Every line of the listing must be repeated exactly.

> RECORDS SHOWN
────────────────────
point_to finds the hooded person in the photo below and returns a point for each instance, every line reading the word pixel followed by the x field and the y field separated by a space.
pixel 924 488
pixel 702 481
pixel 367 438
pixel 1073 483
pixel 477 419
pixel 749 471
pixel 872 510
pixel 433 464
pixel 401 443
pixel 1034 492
────────────────────
> SOLVED EXERCISE
point_to finds the hooded person in the photo below and returns a point for each instance, every line reading the word pixel followed by the x field and the y field separated by a space.
pixel 924 488
pixel 702 481
pixel 367 438
pixel 1073 483
pixel 477 419
pixel 749 471
pixel 872 510
pixel 433 464
pixel 401 443
pixel 1034 492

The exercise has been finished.